───── Data records ─────

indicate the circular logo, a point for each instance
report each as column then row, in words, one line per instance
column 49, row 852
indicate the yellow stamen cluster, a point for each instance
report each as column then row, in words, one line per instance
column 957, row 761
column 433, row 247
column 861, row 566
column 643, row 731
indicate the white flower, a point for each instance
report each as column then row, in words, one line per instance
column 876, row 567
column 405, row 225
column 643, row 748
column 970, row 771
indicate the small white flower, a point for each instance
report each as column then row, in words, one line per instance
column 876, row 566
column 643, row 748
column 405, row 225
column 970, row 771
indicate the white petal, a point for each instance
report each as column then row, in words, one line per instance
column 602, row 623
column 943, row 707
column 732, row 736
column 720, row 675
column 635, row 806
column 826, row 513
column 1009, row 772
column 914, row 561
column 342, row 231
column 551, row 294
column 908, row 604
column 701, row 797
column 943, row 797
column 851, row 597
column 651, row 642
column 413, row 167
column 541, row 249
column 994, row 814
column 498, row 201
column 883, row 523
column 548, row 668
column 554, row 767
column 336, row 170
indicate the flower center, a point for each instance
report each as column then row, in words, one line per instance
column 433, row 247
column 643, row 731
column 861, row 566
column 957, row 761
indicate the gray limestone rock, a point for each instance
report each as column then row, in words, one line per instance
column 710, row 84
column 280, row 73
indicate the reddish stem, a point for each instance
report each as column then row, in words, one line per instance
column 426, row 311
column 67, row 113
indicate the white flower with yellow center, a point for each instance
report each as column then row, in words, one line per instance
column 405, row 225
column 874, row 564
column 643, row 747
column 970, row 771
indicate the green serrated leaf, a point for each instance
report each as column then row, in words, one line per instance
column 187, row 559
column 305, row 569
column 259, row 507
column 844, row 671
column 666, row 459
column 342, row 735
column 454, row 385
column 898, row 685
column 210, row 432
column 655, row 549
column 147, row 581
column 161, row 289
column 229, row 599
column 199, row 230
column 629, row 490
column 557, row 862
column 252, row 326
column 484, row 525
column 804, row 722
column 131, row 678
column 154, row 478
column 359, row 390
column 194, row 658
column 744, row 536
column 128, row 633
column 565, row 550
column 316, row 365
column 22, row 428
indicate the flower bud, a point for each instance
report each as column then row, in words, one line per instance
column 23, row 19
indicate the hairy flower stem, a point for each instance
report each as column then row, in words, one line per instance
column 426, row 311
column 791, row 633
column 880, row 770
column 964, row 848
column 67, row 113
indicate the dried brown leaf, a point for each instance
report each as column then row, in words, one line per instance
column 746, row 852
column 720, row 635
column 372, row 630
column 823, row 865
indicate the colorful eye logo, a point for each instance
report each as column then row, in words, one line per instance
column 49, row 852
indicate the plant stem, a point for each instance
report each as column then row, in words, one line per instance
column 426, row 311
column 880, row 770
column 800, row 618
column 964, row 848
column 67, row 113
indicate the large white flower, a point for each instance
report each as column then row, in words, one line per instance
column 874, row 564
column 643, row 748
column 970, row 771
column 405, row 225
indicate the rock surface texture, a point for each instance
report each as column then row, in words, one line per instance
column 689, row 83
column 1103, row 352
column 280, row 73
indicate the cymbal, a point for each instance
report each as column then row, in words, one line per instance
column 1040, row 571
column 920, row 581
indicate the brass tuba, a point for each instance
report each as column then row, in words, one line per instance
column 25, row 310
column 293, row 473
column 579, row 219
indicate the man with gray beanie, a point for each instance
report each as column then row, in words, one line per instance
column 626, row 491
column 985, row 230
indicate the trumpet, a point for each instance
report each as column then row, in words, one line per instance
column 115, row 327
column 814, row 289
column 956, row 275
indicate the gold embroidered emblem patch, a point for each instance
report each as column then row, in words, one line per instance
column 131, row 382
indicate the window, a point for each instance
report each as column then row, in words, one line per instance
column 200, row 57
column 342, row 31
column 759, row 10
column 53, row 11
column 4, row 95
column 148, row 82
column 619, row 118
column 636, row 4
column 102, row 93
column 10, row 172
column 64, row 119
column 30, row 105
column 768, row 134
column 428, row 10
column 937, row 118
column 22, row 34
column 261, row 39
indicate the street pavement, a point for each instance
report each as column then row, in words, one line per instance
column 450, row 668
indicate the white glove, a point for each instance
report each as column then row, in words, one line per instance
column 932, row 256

─────

→ **Task**:
Transcribe the full set of records without altering a single character.

→ **Answer space**:
indicate the circular logo, a point for each instance
report each as column then row, in words, one line per instance
column 49, row 852
indicate the yellow stamen cluster, a point for each instance
report each as column then row, in words, one line per instance
column 957, row 761
column 433, row 247
column 861, row 566
column 643, row 731
indicate the white flower, a point for each instance
report each as column then row, in words, one line per instance
column 876, row 567
column 405, row 225
column 643, row 748
column 970, row 771
indicate the small white flower, a point for each instance
report each as column then row, in words, one line per instance
column 876, row 566
column 643, row 748
column 405, row 225
column 970, row 771
indicate the white petal, a point for each instance
report each as column then row, in words, one line per instance
column 602, row 623
column 943, row 707
column 732, row 736
column 720, row 675
column 635, row 806
column 826, row 513
column 1009, row 772
column 914, row 561
column 342, row 231
column 551, row 294
column 908, row 604
column 701, row 797
column 943, row 797
column 851, row 597
column 651, row 642
column 413, row 167
column 541, row 249
column 994, row 814
column 498, row 201
column 883, row 523
column 548, row 668
column 554, row 767
column 336, row 170
indicate the flower center, a point for each instance
report each as column then row, in words, one line per instance
column 433, row 247
column 643, row 731
column 861, row 566
column 957, row 761
indicate the gray limestone rock, a point for each instance
report each as column then row, in words, one line per instance
column 710, row 84
column 280, row 73
indicate the reddish stem, a point for each instance
report each as column then row, in words, one line per instance
column 426, row 311
column 67, row 113
indicate the white flower with yellow center, a point for each instance
report each as column then row, in words, one line per instance
column 405, row 225
column 874, row 564
column 643, row 747
column 970, row 771
indicate the green serrated leaf, a point for each instance
report each as column then row, in words, one line per instance
column 187, row 559
column 305, row 569
column 259, row 507
column 844, row 671
column 666, row 459
column 342, row 735
column 454, row 385
column 898, row 685
column 210, row 432
column 655, row 549
column 147, row 581
column 161, row 289
column 229, row 599
column 199, row 230
column 629, row 490
column 557, row 862
column 252, row 326
column 484, row 525
column 804, row 722
column 131, row 678
column 154, row 478
column 359, row 390
column 194, row 658
column 744, row 536
column 128, row 633
column 565, row 550
column 316, row 365
column 22, row 428
indicate the flower bud, a point for each instance
report each as column then row, in words, one line per instance
column 23, row 19
indicate the hairy flower stem, a point for each instance
report each as column then row, in words, one line per instance
column 426, row 311
column 791, row 633
column 880, row 770
column 964, row 848
column 67, row 113
indicate the dried brown leaf, a point for each instance
report each as column then row, in words, one line per instance
column 746, row 852
column 720, row 635
column 372, row 630
column 823, row 865
indicate the colorful eye logo, a point for each instance
report each as column then row, in words, one line per instance
column 49, row 852
indicate the plant stem, a point for each instance
report each as column then row, in words, one line per instance
column 426, row 311
column 880, row 770
column 800, row 618
column 964, row 848
column 67, row 113
indicate the large white flower, a point for each instance
report each as column then row, in words, one line per instance
column 874, row 564
column 643, row 748
column 970, row 771
column 405, row 225
indicate the rock surface texture, a point for each instance
report each as column then row, in words, one line per instance
column 689, row 83
column 1103, row 352
column 280, row 73
indicate the cymbal, a point for each instance
report each as column then row, in words, one line per instance
column 1040, row 571
column 920, row 581
indicate the brass tuba, a point for each instance
report each as column then row, in words, one line per instance
column 25, row 310
column 293, row 473
column 579, row 219
indicate the man with gray beanie, a point for each instance
report each as column then row, in words, one line per instance
column 626, row 491
column 985, row 230
indicate the trumpet, a point for each instance
report each as column then row, in words, one line per instance
column 115, row 327
column 814, row 289
column 956, row 275
indicate the gold embroidered emblem patch, a point for each instance
report each as column then row, in words, one line per instance
column 131, row 382
indicate the window, a point for each instance
report each as column then row, in words, one line per instance
column 200, row 57
column 342, row 31
column 759, row 10
column 53, row 11
column 4, row 95
column 148, row 82
column 619, row 118
column 636, row 4
column 102, row 93
column 10, row 172
column 64, row 119
column 30, row 105
column 768, row 134
column 428, row 10
column 937, row 118
column 22, row 34
column 261, row 39
indicate the street pavement, a point for each instance
report each as column then row, in words, one line per instance
column 450, row 668
indicate the white glove, a point for each instance
report each as column then row, in words, one line per instance
column 932, row 256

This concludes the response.